▶ Task to complete
Reproduce all of the data word for word.

Source records Block Start

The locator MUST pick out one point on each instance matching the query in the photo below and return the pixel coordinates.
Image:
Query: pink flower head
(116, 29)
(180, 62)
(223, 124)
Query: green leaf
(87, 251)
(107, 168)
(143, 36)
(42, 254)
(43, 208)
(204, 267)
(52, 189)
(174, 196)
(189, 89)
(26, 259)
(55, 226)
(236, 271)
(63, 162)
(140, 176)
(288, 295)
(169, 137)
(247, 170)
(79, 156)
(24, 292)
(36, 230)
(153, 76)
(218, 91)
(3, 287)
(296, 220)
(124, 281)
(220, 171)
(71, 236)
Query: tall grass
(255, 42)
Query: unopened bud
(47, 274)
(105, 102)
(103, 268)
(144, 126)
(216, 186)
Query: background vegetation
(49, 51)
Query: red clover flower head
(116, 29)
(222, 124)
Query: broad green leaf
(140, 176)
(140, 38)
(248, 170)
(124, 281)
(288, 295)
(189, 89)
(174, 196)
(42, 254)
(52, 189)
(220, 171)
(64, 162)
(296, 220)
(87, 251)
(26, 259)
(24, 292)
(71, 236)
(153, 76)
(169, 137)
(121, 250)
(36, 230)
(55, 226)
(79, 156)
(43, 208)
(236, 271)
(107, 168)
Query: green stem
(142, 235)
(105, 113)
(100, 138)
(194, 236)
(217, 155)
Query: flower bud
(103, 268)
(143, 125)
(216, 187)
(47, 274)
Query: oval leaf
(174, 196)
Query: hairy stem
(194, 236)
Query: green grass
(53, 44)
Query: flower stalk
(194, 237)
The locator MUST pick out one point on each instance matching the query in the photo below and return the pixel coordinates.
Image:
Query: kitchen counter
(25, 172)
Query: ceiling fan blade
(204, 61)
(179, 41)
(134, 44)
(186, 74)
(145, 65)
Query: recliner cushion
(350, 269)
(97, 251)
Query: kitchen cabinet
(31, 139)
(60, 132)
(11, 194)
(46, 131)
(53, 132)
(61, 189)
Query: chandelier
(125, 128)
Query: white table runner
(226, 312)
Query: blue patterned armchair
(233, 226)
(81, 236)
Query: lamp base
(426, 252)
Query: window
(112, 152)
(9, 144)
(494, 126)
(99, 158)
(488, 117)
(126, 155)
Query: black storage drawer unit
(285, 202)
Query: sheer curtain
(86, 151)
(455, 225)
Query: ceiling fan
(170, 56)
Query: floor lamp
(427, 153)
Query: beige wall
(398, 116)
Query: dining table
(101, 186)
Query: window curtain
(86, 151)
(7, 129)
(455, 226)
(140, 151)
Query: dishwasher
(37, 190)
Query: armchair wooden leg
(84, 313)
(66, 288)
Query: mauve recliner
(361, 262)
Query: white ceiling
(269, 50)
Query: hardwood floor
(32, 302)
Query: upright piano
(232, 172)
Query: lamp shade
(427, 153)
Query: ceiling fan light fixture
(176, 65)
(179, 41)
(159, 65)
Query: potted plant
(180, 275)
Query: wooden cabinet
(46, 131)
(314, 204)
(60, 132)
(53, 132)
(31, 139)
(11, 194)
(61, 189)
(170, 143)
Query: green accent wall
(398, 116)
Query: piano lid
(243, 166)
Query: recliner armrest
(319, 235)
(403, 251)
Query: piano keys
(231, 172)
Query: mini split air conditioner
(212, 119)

Source records Block End

▶ Solution
The locator MUST pick out one point on each instance matching the query in the photo below and return the pixel coordinates.
Image:
Query: pink flower head
(116, 29)
(180, 62)
(223, 124)
Query: green leaf
(87, 251)
(107, 168)
(143, 36)
(42, 254)
(43, 208)
(204, 267)
(52, 189)
(174, 196)
(189, 89)
(26, 259)
(55, 226)
(236, 271)
(63, 162)
(140, 176)
(288, 295)
(169, 137)
(247, 170)
(79, 156)
(24, 292)
(36, 230)
(153, 76)
(218, 91)
(3, 287)
(296, 220)
(124, 281)
(220, 171)
(71, 236)
Query: tall grass
(255, 42)
Query: unopened bud
(47, 274)
(105, 102)
(103, 268)
(144, 126)
(216, 186)
Query: background vegetation
(49, 51)
Query: red clover flower head
(116, 29)
(222, 124)
Query: broad green leaf
(140, 176)
(140, 38)
(248, 170)
(124, 281)
(288, 295)
(189, 89)
(174, 196)
(42, 254)
(52, 189)
(220, 171)
(64, 162)
(296, 220)
(87, 251)
(26, 259)
(24, 292)
(71, 236)
(153, 76)
(169, 137)
(121, 250)
(36, 230)
(55, 226)
(79, 156)
(43, 208)
(236, 271)
(107, 168)
Query: green stem
(142, 235)
(105, 113)
(100, 138)
(194, 236)
(217, 155)
Query: flower bud
(103, 268)
(143, 125)
(216, 187)
(47, 274)
Query: oval leaf
(174, 196)
Query: hairy stem
(194, 236)
Query: green grass
(53, 44)
Query: flower stalk
(194, 237)
The locator MUST pick out one point on each instance matching the query in the photo below and return the pixel coordinates.
Image:
Query: kitchen counter
(25, 172)
Query: ceiling fan blade
(204, 61)
(179, 41)
(134, 44)
(186, 74)
(145, 65)
Query: recliner cushion
(350, 269)
(97, 251)
Query: kitchen cabinet
(31, 139)
(60, 132)
(11, 194)
(46, 131)
(53, 132)
(61, 189)
Query: chandelier
(125, 128)
Query: white table runner
(226, 312)
Query: blue patterned armchair
(233, 226)
(81, 236)
Query: lamp base
(426, 252)
Query: window
(112, 152)
(9, 144)
(494, 126)
(99, 158)
(488, 117)
(126, 155)
Query: black storage drawer unit
(285, 202)
Query: sheer curtain
(86, 151)
(455, 225)
Query: ceiling fan
(170, 56)
Query: floor lamp
(427, 153)
Query: beige wall
(398, 116)
Query: dining table
(101, 186)
Query: window curtain
(86, 151)
(7, 129)
(455, 226)
(140, 151)
Query: dishwasher
(37, 190)
Query: armchair wooden leg
(84, 313)
(66, 288)
Query: mauve recliner
(361, 262)
Query: white ceiling
(269, 50)
Query: hardwood floor
(32, 302)
Query: upright piano
(232, 172)
Query: lamp shade
(427, 153)
Query: ceiling fan light fixture
(176, 65)
(179, 41)
(159, 65)
Query: potted plant
(180, 275)
Query: wooden cabinet
(46, 131)
(314, 204)
(60, 132)
(53, 132)
(31, 139)
(11, 194)
(61, 189)
(170, 143)
Query: green accent wall
(398, 116)
Query: piano lid
(243, 166)
Query: recliner armrest
(319, 235)
(403, 251)
Query: piano keys
(231, 172)
Query: mini split air conditioner
(212, 119)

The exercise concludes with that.